Task prompt = Rewrite all of the records below, substituting "pin" for every occurrence of "marker" and leaving everything else unchanged.

Material to process =
========================================

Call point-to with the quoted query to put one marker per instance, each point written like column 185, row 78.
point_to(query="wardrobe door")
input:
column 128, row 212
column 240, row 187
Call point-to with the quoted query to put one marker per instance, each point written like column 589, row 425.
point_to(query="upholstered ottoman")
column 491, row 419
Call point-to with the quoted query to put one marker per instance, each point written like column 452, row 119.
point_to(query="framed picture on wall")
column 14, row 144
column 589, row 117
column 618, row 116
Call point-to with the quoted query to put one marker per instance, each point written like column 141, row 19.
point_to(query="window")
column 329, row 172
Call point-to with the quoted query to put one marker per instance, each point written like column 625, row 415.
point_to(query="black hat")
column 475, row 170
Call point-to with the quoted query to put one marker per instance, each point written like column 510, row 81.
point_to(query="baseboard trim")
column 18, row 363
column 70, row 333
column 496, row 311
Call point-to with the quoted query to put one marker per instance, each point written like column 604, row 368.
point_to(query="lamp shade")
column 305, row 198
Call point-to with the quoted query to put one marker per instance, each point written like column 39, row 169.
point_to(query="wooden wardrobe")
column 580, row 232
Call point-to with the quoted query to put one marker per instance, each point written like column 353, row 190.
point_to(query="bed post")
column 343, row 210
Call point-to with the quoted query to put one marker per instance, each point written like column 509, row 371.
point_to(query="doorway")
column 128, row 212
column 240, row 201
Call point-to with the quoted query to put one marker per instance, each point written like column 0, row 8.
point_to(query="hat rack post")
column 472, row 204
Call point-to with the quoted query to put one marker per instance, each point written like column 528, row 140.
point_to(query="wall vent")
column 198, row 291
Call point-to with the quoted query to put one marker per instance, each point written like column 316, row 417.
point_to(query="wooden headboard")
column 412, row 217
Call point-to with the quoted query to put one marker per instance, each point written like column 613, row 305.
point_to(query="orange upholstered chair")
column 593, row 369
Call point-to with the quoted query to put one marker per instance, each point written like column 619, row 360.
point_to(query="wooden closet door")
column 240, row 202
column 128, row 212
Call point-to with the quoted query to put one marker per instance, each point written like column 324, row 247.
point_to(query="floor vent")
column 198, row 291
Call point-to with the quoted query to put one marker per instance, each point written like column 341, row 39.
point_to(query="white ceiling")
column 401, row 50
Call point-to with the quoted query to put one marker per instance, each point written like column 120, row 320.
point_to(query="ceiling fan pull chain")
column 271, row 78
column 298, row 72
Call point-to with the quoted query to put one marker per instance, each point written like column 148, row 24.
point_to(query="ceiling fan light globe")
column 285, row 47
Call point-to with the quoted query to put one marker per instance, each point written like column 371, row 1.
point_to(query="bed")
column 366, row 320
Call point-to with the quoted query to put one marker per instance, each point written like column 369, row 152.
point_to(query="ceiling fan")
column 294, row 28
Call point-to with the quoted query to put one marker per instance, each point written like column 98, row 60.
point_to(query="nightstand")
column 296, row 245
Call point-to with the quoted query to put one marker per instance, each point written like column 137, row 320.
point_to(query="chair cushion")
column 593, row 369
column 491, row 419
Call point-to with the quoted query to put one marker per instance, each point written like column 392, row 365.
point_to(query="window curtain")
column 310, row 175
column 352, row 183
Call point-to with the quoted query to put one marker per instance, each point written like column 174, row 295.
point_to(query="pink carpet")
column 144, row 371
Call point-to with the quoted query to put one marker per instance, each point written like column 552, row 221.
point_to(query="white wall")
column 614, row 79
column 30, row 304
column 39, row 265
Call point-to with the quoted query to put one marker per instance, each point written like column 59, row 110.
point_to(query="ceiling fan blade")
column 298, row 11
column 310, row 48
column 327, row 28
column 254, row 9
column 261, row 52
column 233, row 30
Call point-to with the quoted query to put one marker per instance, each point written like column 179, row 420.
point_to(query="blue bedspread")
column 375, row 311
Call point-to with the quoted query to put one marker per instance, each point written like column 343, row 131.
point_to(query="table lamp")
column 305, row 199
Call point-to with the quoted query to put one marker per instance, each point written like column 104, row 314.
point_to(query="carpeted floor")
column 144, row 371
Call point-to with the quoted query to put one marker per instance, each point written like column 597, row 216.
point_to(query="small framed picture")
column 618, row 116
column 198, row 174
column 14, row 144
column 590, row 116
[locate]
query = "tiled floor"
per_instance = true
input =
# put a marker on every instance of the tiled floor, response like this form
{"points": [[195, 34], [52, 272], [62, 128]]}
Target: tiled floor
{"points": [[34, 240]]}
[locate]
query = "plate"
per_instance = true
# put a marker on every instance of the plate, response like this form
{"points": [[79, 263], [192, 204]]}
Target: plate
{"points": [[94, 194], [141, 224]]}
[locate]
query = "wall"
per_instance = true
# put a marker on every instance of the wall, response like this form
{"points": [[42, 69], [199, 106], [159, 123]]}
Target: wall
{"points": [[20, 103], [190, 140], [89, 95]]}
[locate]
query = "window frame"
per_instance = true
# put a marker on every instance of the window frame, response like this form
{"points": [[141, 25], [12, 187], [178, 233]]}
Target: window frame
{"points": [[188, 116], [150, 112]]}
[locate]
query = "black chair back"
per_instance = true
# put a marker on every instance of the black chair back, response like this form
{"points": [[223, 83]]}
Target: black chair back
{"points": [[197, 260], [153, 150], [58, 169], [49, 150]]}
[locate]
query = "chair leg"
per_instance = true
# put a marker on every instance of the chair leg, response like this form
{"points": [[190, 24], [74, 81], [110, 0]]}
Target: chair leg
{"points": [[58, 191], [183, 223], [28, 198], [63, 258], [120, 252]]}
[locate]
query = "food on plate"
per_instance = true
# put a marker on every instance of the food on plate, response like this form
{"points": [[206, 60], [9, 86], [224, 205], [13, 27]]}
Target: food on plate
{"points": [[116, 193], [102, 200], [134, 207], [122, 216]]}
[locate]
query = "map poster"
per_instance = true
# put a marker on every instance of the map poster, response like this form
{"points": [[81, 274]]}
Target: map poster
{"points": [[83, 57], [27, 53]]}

========================================

Right answer =
Call point-to with the quoted query to put one pin per instance, each point written like column 185, row 78.
point_to(query="wardrobe door")
input:
column 128, row 212
column 240, row 187
Call point-to with the quoted query to put one pin per instance, each point written like column 589, row 425.
point_to(query="upholstered ottoman")
column 491, row 419
Call point-to with the quoted query to put one pin per instance, each point written like column 452, row 119.
point_to(query="framed picture on wall")
column 14, row 144
column 589, row 117
column 618, row 116
Call point-to with the quoted query to put one pin per instance, each point written like column 141, row 19.
point_to(query="window")
column 329, row 172
Call point-to with the quoted query to put one pin per instance, each point written like column 625, row 415.
point_to(query="black hat")
column 475, row 170
Call point-to with the quoted query to put one pin per instance, each point written like column 510, row 81.
point_to(query="baseboard trim")
column 18, row 363
column 70, row 333
column 496, row 311
Call point-to with the quoted query to put one pin per instance, each point written like column 604, row 368.
point_to(query="lamp shade")
column 305, row 198
Call point-to with the quoted query to put one pin per instance, each point written like column 39, row 169.
point_to(query="wooden wardrobe")
column 580, row 232
Call point-to with the quoted query to put one pin per instance, each point written like column 353, row 190.
point_to(query="bed post")
column 343, row 210
Call point-to with the quoted query to put one pin per instance, each point written like column 509, row 371.
point_to(query="doorway")
column 128, row 212
column 240, row 201
Call point-to with the quoted query to put one pin per instance, each point written like column 0, row 8.
point_to(query="hat rack post")
column 472, row 204
Call point-to with the quoted query to put one pin per instance, each point written like column 528, row 140.
point_to(query="wall vent")
column 198, row 291
Call point-to with the quoted query to put one pin per instance, each point written like column 316, row 417.
point_to(query="wooden headboard")
column 412, row 217
Call point-to with the quoted query to put one pin per instance, each point written like column 613, row 305.
point_to(query="orange upholstered chair")
column 593, row 369
Call point-to with the quoted query to put one pin per instance, each point written like column 619, row 360.
point_to(query="wooden closet door")
column 240, row 202
column 128, row 212
Call point-to with the quoted query to put one pin per instance, each point written like column 324, row 247.
point_to(query="floor vent")
column 198, row 291
Call point-to with the quoted query to put one pin per instance, each point written like column 341, row 39.
point_to(query="white ceiling")
column 401, row 50
Call point-to with the quoted query to put one pin per instance, each point written like column 120, row 320.
point_to(query="ceiling fan pull chain")
column 271, row 78
column 298, row 72
Call point-to with the quoted query to put one pin per instance, each point written like column 148, row 24.
point_to(query="ceiling fan light globe")
column 285, row 47
Call point-to with the quoted query to put one pin per instance, each point written like column 371, row 1.
point_to(query="bed")
column 366, row 320
Call point-to with the quoted query to put one pin per instance, each point written like column 369, row 152.
point_to(query="ceiling fan")
column 294, row 28
Call point-to with the quoted query to put one pin per instance, each point written like column 98, row 60.
point_to(query="nightstand")
column 296, row 245
Call point-to with the quoted query to put one pin per instance, each point written like column 137, row 320.
point_to(query="chair cushion")
column 593, row 369
column 491, row 419
Call point-to with the quoted query to put one pin per instance, each point written like column 392, row 365.
point_to(query="window curtain")
column 310, row 175
column 352, row 183
Call point-to with the quoted query to put one pin per instance, each point written like column 174, row 295.
point_to(query="pink carpet")
column 144, row 371
Call point-to with the quoted query to put one pin per instance, each point written like column 552, row 221.
point_to(query="white wall")
column 614, row 79
column 30, row 304
column 39, row 265
Call point-to with the quoted query to put one pin per instance, each point written like column 59, row 110.
point_to(query="ceiling fan blade")
column 298, row 11
column 310, row 48
column 327, row 28
column 254, row 9
column 261, row 52
column 233, row 30
Call point-to with the quoted query to put one pin per instance, each point written like column 179, row 420.
point_to(query="blue bedspread")
column 375, row 311
Call point-to with the quoted query to put one pin per instance, each point written like column 343, row 131.
point_to(query="table lamp")
column 305, row 199
Call point-to with the quoted query to put one pin per instance, each point written like column 104, row 314.
point_to(query="carpeted floor")
column 144, row 371
Call point-to with the quoted query to put one pin per instance, each point written like column 597, row 216.
point_to(query="small framed picture")
column 618, row 116
column 198, row 174
column 14, row 144
column 590, row 116
[locate]
query = "tiled floor"
per_instance = true
input =
# put a pin on every instance of the tiled floor, response like this form
{"points": [[195, 34], [52, 272], [62, 128]]}
Target: tiled floor
{"points": [[34, 240]]}
[locate]
query = "plate"
per_instance = true
# put a pin on every instance of the plate, response like this form
{"points": [[79, 263], [192, 204]]}
Target: plate
{"points": [[94, 194], [141, 224]]}
[locate]
query = "wall"
per_instance = true
# put a pin on every instance of the wall, response like this form
{"points": [[42, 69], [199, 106], [159, 123]]}
Target: wall
{"points": [[20, 103], [190, 140], [89, 95]]}
[locate]
query = "window frame"
per_instance = true
# put a pin on every instance of the window frame, response like this form
{"points": [[141, 25], [12, 187], [178, 233]]}
Target: window frame
{"points": [[188, 116], [150, 112]]}
[locate]
query = "black chair back"
per_instance = true
# put a pin on every instance of the black chair back, response like this form
{"points": [[223, 83]]}
Target: black chair back
{"points": [[197, 260], [153, 150], [58, 169], [49, 150]]}
[locate]
query = "chair leg"
per_instance = true
# put a pin on every instance of the chair leg, response like this form
{"points": [[190, 24], [74, 81], [110, 0]]}
Target: chair leg
{"points": [[58, 191], [183, 223], [28, 198], [63, 258], [120, 252]]}
[locate]
query = "food on plate"
per_instance = true
# put a pin on every instance of the food on plate, response like this form
{"points": [[206, 60], [9, 86], [224, 205], [13, 27]]}
Target: food on plate
{"points": [[116, 193], [102, 200], [134, 207], [122, 216]]}
[locate]
query = "map poster"
per_instance = true
# put a pin on every instance of the map poster, response like this form
{"points": [[81, 274]]}
Target: map poster
{"points": [[83, 57], [27, 53]]}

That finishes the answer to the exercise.